Work to complete - Return every line in the rows below that contains the string "Target", copying each matching line in full. The match is case-sensitive.
** Start Extracted information **
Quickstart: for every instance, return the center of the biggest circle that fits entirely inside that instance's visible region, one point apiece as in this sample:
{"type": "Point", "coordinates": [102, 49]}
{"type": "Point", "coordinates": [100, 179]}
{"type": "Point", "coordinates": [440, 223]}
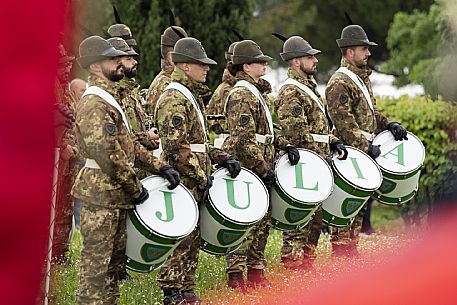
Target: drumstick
{"type": "Point", "coordinates": [223, 172]}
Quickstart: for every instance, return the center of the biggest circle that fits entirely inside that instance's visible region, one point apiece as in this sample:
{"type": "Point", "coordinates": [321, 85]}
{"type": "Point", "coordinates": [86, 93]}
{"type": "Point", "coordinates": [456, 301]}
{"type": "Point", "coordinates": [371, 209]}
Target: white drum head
{"type": "Point", "coordinates": [242, 200]}
{"type": "Point", "coordinates": [170, 213]}
{"type": "Point", "coordinates": [359, 170]}
{"type": "Point", "coordinates": [310, 181]}
{"type": "Point", "coordinates": [399, 157]}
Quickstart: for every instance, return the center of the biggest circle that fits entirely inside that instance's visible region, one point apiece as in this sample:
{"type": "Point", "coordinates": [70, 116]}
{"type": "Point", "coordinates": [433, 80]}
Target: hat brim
{"type": "Point", "coordinates": [242, 59]}
{"type": "Point", "coordinates": [345, 42]}
{"type": "Point", "coordinates": [85, 61]}
{"type": "Point", "coordinates": [182, 58]}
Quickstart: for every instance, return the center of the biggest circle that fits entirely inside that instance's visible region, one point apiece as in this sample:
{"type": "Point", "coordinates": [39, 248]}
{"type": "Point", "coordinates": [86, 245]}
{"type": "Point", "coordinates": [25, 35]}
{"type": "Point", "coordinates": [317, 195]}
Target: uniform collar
{"type": "Point", "coordinates": [199, 88]}
{"type": "Point", "coordinates": [228, 78]}
{"type": "Point", "coordinates": [363, 73]}
{"type": "Point", "coordinates": [94, 80]}
{"type": "Point", "coordinates": [263, 85]}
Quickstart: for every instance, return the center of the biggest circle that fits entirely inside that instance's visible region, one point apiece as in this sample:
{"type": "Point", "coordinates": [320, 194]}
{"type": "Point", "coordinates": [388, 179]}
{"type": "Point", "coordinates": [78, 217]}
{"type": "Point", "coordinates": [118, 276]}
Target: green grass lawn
{"type": "Point", "coordinates": [143, 288]}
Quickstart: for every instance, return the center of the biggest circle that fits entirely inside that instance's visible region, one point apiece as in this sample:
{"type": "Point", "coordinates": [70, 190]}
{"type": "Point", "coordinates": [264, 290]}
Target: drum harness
{"type": "Point", "coordinates": [361, 85]}
{"type": "Point", "coordinates": [94, 90]}
{"type": "Point", "coordinates": [266, 139]}
{"type": "Point", "coordinates": [321, 138]}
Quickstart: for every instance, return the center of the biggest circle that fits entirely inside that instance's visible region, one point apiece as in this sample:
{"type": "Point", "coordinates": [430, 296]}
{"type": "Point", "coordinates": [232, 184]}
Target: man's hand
{"type": "Point", "coordinates": [233, 166]}
{"type": "Point", "coordinates": [398, 131]}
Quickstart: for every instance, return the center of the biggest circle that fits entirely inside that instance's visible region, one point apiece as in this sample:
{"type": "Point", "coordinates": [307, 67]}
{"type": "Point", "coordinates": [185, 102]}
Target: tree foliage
{"type": "Point", "coordinates": [321, 22]}
{"type": "Point", "coordinates": [423, 51]}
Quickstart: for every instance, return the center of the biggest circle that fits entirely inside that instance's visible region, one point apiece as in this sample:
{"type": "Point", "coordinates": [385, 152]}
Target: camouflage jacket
{"type": "Point", "coordinates": [349, 110]}
{"type": "Point", "coordinates": [103, 137]}
{"type": "Point", "coordinates": [300, 116]}
{"type": "Point", "coordinates": [156, 89]}
{"type": "Point", "coordinates": [217, 102]}
{"type": "Point", "coordinates": [245, 117]}
{"type": "Point", "coordinates": [129, 100]}
{"type": "Point", "coordinates": [179, 126]}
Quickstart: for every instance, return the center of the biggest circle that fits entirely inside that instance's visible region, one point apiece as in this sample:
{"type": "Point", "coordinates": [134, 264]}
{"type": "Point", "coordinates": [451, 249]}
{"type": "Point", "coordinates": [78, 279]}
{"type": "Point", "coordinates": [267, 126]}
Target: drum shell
{"type": "Point", "coordinates": [142, 241]}
{"type": "Point", "coordinates": [347, 199]}
{"type": "Point", "coordinates": [287, 214]}
{"type": "Point", "coordinates": [219, 233]}
{"type": "Point", "coordinates": [148, 245]}
{"type": "Point", "coordinates": [398, 187]}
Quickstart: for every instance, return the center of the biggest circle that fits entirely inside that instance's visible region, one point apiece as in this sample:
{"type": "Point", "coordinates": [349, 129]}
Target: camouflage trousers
{"type": "Point", "coordinates": [301, 244]}
{"type": "Point", "coordinates": [349, 235]}
{"type": "Point", "coordinates": [179, 269]}
{"type": "Point", "coordinates": [103, 254]}
{"type": "Point", "coordinates": [251, 252]}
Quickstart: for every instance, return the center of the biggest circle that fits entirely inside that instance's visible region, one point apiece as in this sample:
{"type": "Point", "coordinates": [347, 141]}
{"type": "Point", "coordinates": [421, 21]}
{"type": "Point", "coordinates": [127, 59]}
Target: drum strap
{"type": "Point", "coordinates": [359, 83]}
{"type": "Point", "coordinates": [367, 135]}
{"type": "Point", "coordinates": [264, 139]}
{"type": "Point", "coordinates": [94, 90]}
{"type": "Point", "coordinates": [190, 97]}
{"type": "Point", "coordinates": [307, 90]}
{"type": "Point", "coordinates": [321, 138]}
** End Extracted information **
Exercise output -
Target: drumstick
Target: white drum head
Target: hat brim
Target: uniform collar
Target: green grass lawn
Target: drum harness
Target: man's hand
Target: tree foliage
Target: camouflage jacket
Target: drum shell
Target: camouflage trousers
Target: drum strap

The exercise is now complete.